DATA:

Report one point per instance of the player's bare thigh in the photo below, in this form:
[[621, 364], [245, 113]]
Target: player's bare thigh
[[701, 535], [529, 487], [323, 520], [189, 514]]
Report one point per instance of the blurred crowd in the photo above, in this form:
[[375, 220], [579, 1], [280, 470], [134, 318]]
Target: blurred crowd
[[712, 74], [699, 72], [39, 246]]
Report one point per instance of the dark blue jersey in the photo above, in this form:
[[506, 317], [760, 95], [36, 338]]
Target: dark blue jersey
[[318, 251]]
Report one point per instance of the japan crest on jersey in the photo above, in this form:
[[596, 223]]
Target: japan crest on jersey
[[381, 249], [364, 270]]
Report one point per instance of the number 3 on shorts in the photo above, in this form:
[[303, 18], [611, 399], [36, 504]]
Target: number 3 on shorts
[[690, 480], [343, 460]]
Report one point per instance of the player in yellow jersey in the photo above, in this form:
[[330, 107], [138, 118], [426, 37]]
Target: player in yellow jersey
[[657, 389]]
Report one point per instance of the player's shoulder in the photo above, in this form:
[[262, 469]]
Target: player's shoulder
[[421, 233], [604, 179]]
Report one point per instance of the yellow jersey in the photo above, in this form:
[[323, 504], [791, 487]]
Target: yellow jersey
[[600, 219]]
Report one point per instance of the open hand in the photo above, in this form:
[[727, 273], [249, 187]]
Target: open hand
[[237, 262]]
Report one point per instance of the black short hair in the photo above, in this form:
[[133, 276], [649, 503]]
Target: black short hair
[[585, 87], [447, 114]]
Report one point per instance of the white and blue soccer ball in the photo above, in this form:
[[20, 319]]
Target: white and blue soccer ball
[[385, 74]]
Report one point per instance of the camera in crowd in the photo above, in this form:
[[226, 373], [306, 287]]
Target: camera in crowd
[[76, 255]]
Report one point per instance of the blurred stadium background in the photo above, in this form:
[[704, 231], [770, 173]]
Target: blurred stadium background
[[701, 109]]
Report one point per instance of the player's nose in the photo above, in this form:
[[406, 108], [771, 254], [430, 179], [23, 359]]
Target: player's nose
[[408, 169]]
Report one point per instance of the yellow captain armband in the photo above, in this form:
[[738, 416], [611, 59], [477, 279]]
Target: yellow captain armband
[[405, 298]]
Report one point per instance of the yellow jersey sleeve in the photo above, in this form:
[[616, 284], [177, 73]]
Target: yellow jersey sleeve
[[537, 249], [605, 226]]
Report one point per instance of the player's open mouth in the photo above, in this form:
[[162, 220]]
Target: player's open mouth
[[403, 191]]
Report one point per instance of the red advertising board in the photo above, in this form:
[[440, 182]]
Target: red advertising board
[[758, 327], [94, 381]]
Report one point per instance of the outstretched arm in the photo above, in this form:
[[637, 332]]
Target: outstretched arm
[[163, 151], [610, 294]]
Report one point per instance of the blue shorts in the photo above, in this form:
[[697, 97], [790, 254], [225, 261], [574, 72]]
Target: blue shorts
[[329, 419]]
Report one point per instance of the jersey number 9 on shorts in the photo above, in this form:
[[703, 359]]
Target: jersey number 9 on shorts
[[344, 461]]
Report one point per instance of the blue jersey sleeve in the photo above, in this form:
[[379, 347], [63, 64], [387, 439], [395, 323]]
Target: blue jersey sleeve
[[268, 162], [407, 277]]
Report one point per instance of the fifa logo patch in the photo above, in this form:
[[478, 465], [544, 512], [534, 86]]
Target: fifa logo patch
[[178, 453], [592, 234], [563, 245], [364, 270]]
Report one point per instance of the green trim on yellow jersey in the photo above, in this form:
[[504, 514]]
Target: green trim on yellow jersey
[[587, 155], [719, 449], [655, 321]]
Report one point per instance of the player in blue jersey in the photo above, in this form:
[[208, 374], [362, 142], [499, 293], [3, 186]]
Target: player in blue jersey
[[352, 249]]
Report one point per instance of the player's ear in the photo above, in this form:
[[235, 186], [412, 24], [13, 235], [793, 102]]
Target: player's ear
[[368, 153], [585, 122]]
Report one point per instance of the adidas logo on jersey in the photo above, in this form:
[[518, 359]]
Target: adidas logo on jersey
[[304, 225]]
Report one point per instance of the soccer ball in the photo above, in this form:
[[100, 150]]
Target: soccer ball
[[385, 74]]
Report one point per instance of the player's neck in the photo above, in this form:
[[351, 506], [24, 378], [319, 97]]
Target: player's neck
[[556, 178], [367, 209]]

ABOUT THIS TASK: The reply should consist solely of the lines of the data, exact, from the opening line through the line with "[[506, 317], [760, 95], [36, 338]]", inclusive.

ANSWER SPACE:
Report one point per instance of the player's bare thigh in the photo below, in this form:
[[621, 364], [245, 113]]
Target: player's bare thigh
[[701, 535], [529, 487], [323, 520], [189, 514]]
Report one point per instance of the blurred crowd in the photo above, in this form:
[[375, 220], [579, 1], [280, 470], [134, 318]]
Target: blurred crowd
[[712, 74], [699, 72], [39, 246]]
Report one point per instance of the dark blue jersey in the photo above, in this form:
[[506, 317], [760, 95], [36, 338]]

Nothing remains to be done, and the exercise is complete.